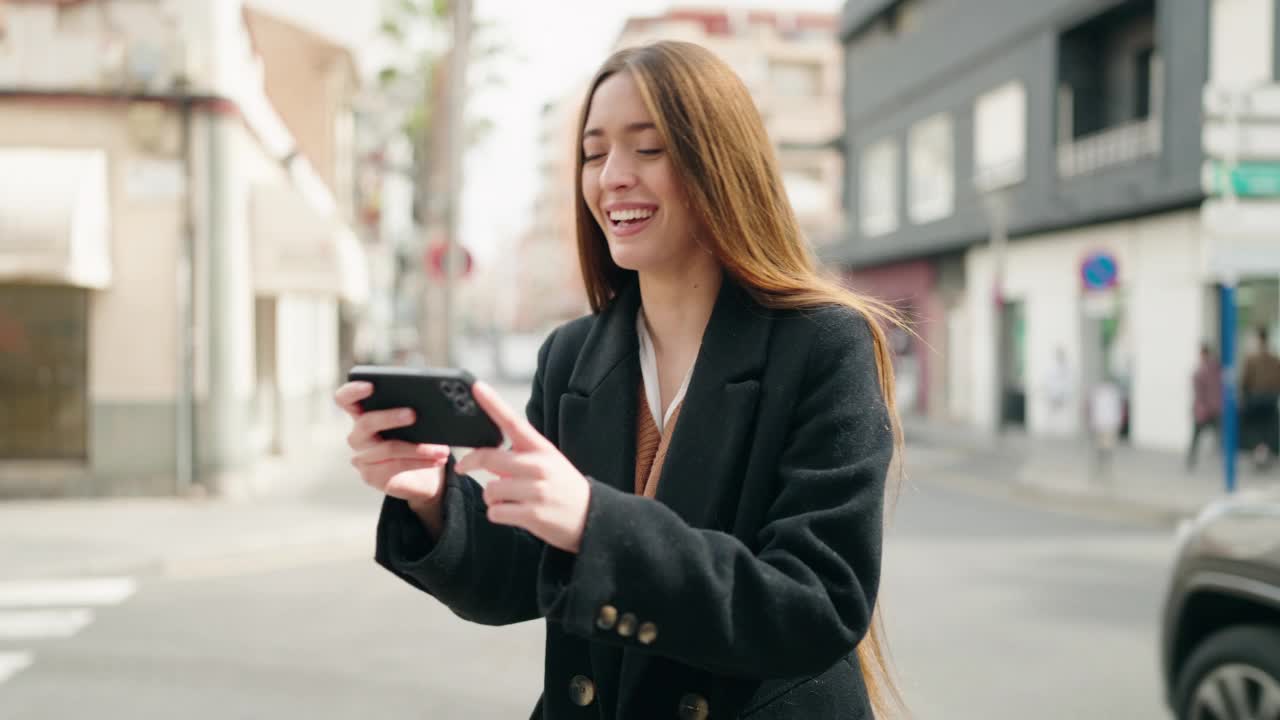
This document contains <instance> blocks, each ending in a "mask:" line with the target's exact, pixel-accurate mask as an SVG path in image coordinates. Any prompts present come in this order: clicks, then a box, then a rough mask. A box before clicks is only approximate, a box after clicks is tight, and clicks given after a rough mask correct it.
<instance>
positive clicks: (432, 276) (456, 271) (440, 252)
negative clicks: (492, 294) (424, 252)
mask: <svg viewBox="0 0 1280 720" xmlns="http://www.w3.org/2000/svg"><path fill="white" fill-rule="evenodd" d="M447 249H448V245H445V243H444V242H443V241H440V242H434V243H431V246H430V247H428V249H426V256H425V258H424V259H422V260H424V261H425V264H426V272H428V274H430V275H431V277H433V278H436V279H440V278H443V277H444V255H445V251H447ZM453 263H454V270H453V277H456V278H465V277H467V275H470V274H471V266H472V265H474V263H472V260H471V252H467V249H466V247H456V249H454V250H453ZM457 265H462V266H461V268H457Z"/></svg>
...
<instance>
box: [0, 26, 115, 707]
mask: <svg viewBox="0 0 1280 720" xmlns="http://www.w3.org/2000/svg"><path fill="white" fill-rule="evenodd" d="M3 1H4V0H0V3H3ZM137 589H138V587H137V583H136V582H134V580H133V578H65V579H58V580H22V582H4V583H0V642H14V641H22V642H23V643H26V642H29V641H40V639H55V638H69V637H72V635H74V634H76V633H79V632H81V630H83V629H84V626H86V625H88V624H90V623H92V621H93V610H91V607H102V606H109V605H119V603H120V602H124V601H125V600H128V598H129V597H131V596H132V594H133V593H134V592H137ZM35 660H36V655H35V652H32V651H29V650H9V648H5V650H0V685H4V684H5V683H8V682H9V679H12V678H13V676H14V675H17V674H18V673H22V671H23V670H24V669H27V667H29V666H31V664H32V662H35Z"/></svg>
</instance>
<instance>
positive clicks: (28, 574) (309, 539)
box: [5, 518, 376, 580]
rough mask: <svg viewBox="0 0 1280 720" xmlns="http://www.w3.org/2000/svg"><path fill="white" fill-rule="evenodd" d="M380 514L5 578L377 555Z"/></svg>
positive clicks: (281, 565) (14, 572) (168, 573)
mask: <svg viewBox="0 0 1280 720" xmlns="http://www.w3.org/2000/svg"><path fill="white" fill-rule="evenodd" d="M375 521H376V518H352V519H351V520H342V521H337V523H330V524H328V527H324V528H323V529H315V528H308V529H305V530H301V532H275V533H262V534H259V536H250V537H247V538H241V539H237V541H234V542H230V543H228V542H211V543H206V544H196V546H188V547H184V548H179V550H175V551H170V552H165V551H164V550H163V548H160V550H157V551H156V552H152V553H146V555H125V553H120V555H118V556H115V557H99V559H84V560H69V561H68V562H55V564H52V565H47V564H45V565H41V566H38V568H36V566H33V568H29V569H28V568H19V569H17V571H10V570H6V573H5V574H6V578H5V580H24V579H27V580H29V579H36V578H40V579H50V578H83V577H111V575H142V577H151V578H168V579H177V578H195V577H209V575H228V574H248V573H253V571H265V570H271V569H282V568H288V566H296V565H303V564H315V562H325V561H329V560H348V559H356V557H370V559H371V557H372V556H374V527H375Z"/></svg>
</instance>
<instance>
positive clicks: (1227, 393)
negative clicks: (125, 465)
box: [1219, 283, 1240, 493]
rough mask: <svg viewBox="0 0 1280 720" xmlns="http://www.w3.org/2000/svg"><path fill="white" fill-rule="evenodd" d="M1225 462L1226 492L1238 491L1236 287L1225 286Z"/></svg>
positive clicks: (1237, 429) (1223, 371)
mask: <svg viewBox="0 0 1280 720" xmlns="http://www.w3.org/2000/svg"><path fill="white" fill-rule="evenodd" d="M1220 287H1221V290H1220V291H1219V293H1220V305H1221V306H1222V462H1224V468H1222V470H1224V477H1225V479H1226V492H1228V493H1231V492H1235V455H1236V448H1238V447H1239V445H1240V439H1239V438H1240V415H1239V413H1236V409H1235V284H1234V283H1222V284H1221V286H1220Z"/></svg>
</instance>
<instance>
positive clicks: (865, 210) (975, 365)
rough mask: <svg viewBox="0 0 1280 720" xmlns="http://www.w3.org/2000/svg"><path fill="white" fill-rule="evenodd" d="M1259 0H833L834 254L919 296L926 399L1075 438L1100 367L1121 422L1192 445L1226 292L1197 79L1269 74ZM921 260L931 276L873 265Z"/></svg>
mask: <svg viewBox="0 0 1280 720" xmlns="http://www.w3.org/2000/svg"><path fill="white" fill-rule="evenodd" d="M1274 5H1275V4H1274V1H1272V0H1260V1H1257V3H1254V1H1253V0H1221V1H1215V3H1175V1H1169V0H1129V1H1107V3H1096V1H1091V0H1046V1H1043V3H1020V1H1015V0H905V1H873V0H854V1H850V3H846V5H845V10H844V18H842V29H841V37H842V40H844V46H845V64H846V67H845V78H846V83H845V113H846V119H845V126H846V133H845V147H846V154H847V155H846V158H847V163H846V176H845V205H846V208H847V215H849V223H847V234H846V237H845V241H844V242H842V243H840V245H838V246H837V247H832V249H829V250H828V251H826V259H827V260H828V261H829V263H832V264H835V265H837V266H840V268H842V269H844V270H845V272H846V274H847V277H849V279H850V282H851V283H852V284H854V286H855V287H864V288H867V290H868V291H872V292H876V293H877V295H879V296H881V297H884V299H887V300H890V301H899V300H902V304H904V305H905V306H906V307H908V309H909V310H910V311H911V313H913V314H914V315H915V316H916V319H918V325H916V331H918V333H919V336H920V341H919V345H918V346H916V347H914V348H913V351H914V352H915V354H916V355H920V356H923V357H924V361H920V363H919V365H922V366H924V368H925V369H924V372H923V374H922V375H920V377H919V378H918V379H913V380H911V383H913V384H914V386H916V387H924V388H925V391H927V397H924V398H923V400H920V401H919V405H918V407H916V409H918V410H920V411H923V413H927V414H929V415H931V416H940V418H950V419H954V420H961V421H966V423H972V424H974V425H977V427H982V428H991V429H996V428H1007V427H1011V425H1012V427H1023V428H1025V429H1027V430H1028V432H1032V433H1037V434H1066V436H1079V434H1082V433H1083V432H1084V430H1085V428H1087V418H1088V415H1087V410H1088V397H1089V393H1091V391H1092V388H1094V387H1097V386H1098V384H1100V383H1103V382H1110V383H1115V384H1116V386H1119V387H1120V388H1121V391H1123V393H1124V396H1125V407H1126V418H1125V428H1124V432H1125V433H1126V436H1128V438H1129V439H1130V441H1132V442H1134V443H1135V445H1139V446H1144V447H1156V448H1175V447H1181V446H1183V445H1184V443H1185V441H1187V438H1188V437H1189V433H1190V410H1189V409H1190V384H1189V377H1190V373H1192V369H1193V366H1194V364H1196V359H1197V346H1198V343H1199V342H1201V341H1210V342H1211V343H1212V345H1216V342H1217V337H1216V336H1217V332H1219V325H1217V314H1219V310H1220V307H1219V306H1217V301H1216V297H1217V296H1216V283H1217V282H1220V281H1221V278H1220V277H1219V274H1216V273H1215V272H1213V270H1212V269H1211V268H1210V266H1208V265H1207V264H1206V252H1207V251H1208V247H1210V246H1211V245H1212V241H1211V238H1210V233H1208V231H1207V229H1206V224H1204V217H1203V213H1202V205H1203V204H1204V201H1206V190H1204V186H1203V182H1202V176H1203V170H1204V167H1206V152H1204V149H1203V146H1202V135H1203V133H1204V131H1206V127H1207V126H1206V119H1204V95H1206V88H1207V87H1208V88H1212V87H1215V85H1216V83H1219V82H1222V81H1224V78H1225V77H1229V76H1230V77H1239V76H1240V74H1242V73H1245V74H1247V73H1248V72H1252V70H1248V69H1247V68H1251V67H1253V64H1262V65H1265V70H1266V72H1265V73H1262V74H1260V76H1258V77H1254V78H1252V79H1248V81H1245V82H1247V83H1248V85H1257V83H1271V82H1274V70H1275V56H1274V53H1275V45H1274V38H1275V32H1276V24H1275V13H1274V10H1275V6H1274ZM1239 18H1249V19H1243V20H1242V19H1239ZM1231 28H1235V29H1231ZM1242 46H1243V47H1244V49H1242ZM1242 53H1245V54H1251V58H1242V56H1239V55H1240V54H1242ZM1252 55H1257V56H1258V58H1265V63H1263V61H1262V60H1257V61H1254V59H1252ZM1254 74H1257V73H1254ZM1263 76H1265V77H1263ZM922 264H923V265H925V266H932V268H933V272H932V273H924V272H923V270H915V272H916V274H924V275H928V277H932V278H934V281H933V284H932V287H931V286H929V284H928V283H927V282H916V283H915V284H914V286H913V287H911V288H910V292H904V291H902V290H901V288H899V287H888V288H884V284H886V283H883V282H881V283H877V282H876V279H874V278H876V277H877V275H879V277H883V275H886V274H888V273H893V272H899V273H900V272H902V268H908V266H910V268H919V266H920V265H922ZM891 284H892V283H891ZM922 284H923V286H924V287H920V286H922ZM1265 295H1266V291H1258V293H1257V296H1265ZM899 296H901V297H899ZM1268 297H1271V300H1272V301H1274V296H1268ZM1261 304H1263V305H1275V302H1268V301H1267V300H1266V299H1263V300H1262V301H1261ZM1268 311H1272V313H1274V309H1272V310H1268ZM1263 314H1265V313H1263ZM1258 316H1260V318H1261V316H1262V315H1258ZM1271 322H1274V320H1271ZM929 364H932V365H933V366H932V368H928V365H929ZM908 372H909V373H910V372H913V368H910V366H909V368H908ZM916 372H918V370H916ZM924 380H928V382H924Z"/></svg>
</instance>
--
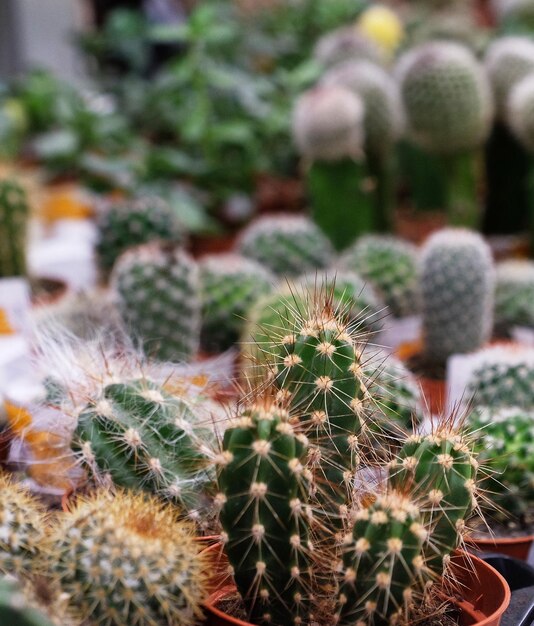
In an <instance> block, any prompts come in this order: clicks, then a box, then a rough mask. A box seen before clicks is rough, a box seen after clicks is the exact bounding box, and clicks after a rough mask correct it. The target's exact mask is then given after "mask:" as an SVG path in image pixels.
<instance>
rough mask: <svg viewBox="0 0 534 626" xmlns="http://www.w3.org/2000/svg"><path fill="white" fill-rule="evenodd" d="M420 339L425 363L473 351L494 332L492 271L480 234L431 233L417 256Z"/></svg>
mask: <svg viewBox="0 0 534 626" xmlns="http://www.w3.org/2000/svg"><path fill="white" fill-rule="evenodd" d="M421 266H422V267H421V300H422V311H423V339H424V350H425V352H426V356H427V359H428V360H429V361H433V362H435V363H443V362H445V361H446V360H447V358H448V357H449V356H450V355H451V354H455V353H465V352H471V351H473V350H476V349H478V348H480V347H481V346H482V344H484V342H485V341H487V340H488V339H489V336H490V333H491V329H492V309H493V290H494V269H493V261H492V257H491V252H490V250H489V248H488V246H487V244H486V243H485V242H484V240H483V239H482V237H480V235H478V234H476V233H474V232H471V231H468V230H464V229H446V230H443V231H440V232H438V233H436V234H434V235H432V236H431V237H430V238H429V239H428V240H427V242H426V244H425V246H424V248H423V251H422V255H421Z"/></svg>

= ASSIGNED TASK =
Wherever the line holding "positive clicks: (1237, 429) (1223, 371)" falls in the entries above, copy exactly from it through the line holding "positive clicks: (865, 210) (975, 365)", inclusive, and add nothing.

= RESPONSE AREA =
positive clicks: (1237, 429) (1223, 371)
mask: <svg viewBox="0 0 1280 720" xmlns="http://www.w3.org/2000/svg"><path fill="white" fill-rule="evenodd" d="M1220 287H1221V290H1220V291H1219V293H1220V305H1221V306H1222V462H1224V468H1222V470H1224V477H1225V479H1226V492H1228V493H1231V492H1235V455H1236V448H1238V447H1239V445H1240V439H1239V438H1240V415H1239V413H1236V409H1235V284H1234V283H1222V284H1221V286H1220Z"/></svg>
</instance>
<instance>
positive clicks: (865, 210) (975, 365)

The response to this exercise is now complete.